**Exercise:** List every line in the rows below that contains the string "directional", treating uppercase and lowercase letters as distinct.

**Records provided:**
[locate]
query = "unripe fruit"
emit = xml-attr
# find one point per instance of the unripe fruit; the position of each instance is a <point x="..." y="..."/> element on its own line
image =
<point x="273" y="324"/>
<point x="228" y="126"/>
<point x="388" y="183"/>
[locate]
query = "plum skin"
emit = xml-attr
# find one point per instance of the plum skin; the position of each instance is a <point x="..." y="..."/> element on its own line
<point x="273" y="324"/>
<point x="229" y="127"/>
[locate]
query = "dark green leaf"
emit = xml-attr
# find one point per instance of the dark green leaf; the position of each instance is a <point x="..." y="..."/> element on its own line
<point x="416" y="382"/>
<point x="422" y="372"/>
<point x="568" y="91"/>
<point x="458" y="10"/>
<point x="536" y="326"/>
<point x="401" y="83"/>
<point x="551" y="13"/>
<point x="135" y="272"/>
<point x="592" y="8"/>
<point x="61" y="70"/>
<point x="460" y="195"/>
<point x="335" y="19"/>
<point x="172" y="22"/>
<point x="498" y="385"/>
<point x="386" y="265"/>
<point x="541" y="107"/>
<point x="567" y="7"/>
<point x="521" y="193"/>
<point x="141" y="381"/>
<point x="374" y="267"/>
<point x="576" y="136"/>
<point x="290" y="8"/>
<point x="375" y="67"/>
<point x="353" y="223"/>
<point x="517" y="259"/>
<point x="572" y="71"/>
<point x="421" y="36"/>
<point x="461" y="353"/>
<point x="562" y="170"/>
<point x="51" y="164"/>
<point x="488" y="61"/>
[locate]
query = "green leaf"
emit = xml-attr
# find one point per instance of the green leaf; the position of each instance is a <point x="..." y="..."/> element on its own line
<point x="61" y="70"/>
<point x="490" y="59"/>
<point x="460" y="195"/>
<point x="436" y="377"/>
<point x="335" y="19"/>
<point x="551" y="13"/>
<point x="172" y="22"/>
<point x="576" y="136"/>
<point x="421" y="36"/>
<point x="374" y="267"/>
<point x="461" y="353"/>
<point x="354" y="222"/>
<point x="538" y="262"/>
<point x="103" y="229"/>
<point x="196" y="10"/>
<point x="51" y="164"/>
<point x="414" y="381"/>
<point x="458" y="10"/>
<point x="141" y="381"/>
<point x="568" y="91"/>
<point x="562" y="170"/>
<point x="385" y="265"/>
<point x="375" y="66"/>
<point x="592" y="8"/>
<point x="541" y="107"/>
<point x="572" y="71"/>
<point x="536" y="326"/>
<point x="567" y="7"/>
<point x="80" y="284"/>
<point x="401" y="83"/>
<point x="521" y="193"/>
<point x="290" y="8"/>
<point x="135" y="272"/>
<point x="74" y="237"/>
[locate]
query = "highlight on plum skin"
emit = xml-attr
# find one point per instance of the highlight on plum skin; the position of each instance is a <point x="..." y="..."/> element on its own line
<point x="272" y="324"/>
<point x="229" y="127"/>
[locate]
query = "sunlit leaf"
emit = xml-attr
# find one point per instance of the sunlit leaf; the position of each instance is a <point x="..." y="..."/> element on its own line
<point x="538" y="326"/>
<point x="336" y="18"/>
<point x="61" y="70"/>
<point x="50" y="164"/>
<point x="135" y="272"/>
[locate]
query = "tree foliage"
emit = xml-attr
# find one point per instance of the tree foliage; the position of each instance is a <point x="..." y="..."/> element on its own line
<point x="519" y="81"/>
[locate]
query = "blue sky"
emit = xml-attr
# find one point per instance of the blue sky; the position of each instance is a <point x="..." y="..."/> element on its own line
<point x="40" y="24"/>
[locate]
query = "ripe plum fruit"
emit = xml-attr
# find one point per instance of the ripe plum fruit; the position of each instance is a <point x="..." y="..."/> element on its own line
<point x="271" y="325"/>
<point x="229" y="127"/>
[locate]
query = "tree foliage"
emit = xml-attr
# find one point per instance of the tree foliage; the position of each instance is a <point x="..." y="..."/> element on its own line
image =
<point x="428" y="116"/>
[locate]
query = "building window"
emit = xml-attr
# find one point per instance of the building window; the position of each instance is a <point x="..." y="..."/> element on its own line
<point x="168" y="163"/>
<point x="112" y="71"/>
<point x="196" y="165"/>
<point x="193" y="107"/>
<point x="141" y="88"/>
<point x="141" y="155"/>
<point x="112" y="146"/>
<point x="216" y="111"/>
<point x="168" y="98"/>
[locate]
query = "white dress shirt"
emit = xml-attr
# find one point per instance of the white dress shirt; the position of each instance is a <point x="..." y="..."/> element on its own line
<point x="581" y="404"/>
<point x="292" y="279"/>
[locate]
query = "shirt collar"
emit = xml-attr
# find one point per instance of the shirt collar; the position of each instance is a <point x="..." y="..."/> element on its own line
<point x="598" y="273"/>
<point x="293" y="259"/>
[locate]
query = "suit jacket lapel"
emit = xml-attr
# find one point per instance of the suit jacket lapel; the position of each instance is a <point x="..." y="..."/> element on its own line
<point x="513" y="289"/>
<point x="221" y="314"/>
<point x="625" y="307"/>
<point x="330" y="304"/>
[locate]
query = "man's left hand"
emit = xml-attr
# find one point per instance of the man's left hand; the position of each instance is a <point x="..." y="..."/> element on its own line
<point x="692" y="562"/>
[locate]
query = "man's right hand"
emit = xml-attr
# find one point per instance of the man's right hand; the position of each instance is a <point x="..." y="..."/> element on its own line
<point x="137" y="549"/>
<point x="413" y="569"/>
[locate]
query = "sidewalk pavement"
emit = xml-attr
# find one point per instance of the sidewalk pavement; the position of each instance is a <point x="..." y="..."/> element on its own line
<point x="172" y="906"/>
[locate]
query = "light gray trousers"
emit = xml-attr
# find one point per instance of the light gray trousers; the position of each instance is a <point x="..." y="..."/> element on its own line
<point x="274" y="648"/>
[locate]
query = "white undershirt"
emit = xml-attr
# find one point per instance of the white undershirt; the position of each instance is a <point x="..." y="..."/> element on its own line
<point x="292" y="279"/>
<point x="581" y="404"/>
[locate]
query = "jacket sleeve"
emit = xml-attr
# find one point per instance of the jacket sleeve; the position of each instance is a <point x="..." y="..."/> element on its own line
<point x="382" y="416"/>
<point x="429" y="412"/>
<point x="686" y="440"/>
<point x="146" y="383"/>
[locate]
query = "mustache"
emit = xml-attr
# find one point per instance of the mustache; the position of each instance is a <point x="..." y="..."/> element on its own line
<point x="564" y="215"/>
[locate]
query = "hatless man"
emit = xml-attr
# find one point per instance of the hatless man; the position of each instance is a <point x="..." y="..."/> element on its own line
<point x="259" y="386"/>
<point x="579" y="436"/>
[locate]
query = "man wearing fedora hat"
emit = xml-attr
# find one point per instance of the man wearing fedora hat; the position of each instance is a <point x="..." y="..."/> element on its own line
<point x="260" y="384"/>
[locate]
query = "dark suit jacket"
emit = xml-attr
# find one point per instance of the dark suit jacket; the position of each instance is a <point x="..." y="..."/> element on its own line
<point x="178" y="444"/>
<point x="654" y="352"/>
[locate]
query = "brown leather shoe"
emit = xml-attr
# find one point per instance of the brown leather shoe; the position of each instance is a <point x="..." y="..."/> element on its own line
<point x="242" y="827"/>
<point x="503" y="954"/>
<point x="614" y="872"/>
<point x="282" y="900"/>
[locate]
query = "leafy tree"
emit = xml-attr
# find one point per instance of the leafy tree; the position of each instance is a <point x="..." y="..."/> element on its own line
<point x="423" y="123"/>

--

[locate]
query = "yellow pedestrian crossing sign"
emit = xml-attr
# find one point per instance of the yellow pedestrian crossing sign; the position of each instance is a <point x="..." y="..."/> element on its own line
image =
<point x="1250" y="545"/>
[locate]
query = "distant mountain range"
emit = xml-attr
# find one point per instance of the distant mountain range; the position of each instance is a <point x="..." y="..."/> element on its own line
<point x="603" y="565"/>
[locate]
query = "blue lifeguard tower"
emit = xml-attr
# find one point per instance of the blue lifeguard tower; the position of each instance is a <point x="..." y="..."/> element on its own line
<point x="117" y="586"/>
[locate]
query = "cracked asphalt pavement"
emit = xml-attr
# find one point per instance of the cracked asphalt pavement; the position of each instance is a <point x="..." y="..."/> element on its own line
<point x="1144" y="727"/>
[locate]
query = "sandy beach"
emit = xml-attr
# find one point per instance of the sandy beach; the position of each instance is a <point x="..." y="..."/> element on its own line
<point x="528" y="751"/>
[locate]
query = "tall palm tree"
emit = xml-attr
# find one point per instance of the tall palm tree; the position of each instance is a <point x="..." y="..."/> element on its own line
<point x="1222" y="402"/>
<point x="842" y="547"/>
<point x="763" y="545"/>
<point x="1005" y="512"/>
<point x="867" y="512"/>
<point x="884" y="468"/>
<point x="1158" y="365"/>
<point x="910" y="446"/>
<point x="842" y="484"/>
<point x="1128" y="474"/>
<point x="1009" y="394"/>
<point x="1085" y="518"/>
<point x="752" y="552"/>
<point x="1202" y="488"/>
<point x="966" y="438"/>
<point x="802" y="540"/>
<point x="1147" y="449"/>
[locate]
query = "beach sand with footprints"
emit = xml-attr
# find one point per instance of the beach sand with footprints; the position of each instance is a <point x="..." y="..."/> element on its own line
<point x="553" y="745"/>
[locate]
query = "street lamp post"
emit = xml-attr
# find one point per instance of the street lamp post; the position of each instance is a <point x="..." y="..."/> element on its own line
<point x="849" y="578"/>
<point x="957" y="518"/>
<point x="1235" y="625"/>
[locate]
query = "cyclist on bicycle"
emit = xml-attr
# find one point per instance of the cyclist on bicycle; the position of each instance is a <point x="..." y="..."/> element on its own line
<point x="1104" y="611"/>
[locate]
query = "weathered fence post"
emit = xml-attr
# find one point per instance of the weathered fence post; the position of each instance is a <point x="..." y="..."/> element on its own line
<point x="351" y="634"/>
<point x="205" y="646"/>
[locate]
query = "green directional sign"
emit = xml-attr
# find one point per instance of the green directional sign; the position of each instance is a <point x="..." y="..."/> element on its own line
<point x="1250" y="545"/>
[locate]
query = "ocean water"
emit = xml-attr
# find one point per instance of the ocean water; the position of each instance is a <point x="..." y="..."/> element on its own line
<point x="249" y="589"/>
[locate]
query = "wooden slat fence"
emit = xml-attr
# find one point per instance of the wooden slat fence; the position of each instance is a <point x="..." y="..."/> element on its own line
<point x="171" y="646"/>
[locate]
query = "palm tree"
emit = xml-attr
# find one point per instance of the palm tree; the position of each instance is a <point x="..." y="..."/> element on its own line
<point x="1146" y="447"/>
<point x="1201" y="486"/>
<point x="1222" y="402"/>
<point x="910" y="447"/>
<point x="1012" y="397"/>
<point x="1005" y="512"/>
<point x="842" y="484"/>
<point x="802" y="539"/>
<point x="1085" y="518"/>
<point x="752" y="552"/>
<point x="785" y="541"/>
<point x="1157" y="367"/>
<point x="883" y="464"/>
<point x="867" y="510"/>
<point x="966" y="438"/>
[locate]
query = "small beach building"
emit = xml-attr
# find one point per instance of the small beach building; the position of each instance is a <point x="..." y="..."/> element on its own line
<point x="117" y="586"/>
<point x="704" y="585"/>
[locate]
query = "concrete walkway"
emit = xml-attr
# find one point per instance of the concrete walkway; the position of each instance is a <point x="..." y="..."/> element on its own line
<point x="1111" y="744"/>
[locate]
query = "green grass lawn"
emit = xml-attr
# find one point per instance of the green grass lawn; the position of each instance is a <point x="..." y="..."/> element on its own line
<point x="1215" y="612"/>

**Expected output:**
query = "green directional sign"
# find one point per instance of the green directional sign; the position of each instance is a <point x="..." y="..."/> element on its own line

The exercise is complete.